Task material -
** Begin **

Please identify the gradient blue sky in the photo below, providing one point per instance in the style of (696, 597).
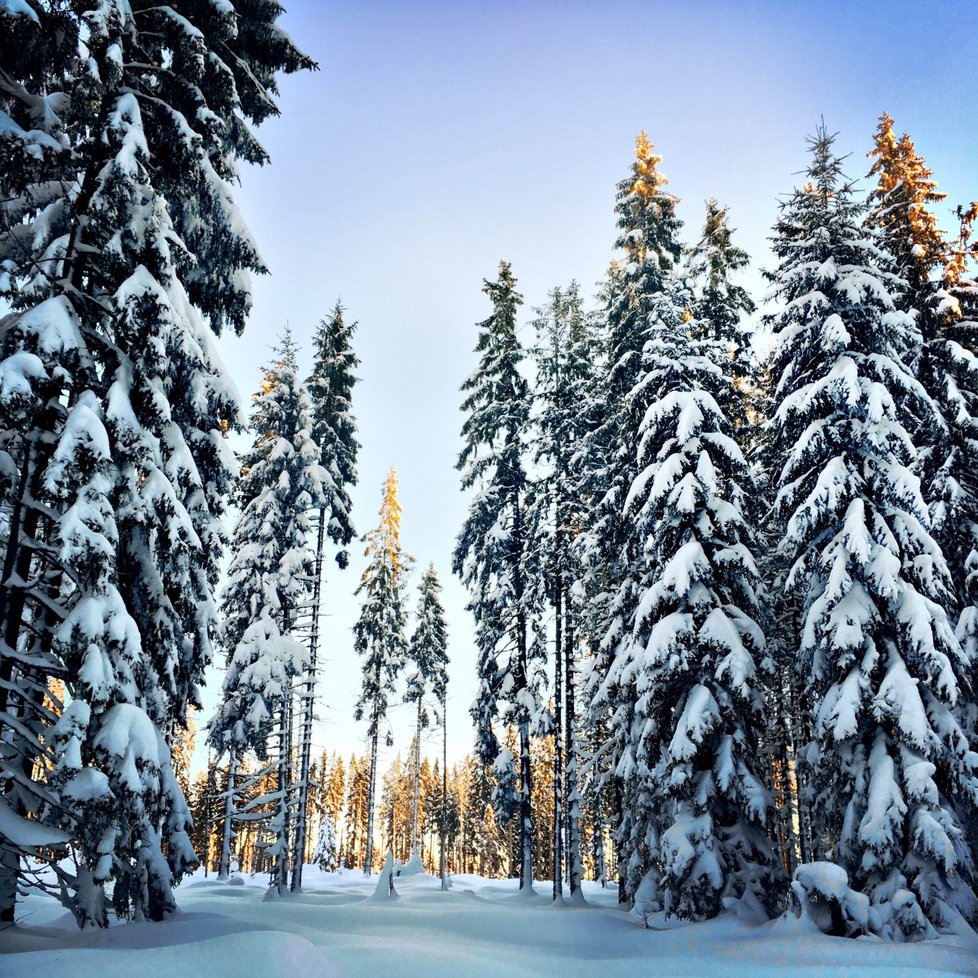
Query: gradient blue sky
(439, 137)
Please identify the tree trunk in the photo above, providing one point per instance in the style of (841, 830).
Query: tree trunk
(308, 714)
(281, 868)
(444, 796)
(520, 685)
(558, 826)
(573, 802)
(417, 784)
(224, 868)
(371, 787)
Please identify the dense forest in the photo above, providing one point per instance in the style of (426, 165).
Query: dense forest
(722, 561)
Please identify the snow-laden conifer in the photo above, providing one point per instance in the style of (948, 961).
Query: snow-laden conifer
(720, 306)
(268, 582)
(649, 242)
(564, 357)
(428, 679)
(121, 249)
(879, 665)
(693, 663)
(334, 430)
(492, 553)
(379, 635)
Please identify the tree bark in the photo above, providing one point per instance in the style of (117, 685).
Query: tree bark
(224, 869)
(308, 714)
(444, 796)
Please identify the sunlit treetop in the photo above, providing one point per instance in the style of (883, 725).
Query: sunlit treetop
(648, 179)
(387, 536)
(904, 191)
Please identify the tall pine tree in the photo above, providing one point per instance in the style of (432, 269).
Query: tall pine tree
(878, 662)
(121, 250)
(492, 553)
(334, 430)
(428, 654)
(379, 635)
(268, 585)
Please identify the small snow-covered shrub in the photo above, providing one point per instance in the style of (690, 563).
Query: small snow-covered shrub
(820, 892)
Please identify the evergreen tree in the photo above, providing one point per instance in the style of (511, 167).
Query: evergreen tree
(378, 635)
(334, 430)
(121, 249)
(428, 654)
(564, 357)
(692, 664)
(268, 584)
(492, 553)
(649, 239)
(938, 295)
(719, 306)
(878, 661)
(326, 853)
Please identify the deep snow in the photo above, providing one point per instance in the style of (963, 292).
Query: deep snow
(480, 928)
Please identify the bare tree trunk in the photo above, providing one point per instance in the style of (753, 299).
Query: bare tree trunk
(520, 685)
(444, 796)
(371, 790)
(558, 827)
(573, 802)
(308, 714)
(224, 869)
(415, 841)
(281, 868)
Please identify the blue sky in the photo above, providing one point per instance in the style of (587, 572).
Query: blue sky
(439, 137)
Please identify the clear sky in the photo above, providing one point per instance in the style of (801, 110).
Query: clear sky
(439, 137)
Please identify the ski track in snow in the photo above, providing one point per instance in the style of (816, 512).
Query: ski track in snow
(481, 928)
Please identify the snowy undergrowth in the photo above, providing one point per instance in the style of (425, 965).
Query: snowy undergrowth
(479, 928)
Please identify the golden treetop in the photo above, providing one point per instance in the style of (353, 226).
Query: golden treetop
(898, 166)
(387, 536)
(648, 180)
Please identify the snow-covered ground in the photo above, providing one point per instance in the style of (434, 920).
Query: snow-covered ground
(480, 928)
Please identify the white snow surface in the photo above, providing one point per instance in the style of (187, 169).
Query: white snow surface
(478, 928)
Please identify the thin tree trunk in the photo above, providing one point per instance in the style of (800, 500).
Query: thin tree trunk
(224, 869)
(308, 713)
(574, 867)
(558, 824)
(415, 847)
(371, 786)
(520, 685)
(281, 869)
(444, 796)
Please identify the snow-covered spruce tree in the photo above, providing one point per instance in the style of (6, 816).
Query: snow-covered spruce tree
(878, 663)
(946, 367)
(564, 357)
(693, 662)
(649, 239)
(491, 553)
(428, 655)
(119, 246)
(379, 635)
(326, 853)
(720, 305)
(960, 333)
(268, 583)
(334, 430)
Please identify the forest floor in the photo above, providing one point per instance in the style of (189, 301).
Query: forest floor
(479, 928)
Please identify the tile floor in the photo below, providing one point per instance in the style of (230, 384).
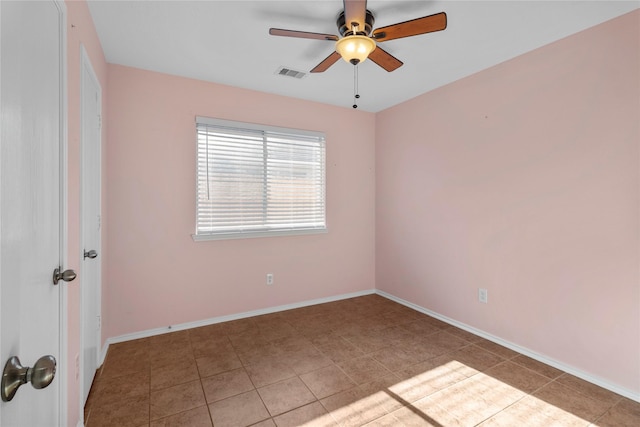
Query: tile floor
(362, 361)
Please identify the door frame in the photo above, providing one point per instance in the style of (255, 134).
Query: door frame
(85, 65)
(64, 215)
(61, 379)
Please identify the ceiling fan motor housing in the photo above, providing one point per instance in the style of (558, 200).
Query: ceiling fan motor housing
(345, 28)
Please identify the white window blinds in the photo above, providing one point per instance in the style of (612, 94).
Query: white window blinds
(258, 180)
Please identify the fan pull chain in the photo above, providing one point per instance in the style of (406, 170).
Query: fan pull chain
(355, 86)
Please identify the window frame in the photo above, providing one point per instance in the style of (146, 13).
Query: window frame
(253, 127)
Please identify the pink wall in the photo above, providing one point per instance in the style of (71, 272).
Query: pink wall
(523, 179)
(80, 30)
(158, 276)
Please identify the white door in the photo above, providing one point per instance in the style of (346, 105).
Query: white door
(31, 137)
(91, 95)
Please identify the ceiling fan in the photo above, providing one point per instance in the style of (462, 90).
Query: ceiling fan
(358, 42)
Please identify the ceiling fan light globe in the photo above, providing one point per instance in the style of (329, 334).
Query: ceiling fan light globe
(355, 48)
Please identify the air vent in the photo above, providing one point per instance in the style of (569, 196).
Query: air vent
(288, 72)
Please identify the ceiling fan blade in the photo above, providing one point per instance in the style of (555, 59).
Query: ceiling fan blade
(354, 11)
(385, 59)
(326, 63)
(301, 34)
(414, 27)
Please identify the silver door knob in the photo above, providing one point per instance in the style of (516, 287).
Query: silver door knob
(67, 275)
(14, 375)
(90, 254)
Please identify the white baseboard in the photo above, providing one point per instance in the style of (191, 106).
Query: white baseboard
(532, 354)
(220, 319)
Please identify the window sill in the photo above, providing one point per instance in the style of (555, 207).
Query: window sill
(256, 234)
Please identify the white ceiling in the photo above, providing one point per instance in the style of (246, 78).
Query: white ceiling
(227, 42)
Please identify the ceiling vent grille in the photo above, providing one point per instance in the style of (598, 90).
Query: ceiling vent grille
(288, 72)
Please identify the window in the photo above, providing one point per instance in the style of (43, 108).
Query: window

** End **

What to produce - In the records above, starting at the line that contains "Please identify the white baseboard" and continuing through the last line, substitute "window ledge" for every "window sill" and give those lines again, with nothing else changed.

The response -
Please identify the white baseboard in the photo above, providing one point per instance in the style of (191, 106).
Query: white baseboard
(532, 354)
(220, 319)
Please identify the window ledge in the photo above, providing one point per instance in the style of (555, 207).
Query: window ledge
(256, 234)
Please identify the white ceiling in the photo above, providing one point per instance in the style of (246, 78).
Query: white ceiling
(227, 42)
Please identify the ceiling vent grille in the photo above, providing one point per instance in the style of (598, 90).
Query: ceiling vent grille
(288, 72)
Please identify the window in the photo above, providing one point per instance in the style of (43, 108).
Query: window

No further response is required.